» **PROBLEM TO WORK ON**
Resume the forum post about a spouse who may have Asperger's syndrome from the point where it stops.

» **SELECTED TEXT**
--

Postby petrossa » Mon Aug 01, 2011 11:18 am

Sers wrote:My other big question, and maybe this should be in a new post, but I'm not sure, is should I do anything about my suspicious that my husband has AS? He is extremely sensitive and defensive; he grew up being teased not just by other kids, but by his siblings as well. His parents suspected something was wrong, and had him in and out of therapy, and tested for autism (came back negative--my husband is clearly not autistic), and all of these things weigh on my husband, and have made him resentful, sensitive... and he is definitely the most defensive person I've ever met. I wonder if he would resent this idea of AS, and be hurt that I was reading about it, or suspected that he had it, or would he be interested in getting tested, and putting a name to his admitted frustrations regarding social situations and emotions. I would love for him to get some help regarding how to interact with our son. I'm not sure how successful I will be on my own.

--

» **INFORMATION SHOWN**
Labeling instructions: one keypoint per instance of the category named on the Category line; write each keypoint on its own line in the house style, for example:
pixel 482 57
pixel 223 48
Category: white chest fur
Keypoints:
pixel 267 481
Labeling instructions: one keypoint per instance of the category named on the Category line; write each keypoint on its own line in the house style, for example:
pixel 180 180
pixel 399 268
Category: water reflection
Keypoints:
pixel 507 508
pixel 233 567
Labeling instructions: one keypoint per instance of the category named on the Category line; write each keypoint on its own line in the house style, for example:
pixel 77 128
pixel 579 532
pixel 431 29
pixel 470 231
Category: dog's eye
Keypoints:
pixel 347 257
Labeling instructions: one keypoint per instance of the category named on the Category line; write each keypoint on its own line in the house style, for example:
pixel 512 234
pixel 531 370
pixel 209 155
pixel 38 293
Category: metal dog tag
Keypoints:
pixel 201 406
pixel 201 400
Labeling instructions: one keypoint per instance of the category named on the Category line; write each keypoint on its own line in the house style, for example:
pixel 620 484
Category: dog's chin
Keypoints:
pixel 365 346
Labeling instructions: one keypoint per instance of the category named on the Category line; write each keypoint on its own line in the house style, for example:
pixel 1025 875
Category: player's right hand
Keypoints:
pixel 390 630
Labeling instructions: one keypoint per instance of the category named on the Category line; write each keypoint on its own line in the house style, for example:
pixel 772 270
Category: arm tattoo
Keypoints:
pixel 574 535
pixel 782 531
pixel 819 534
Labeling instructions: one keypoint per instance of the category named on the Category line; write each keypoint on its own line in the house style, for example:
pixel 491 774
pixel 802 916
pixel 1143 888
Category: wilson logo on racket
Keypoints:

--

» **RESPONSE**
I'm kind of scared and overwhelmed, and appreciate very much any response.

Sarah


Welcome Sers. I am no parent so leave that to the parents here.

As for your husband, this is the advice i gave to someone in your position:

http://www.psychforums.com/asperger-syndrome/topic69582.html#p554227
There's only two things I hate in this world. People who are intolerant of other people's cultures and the Dutch.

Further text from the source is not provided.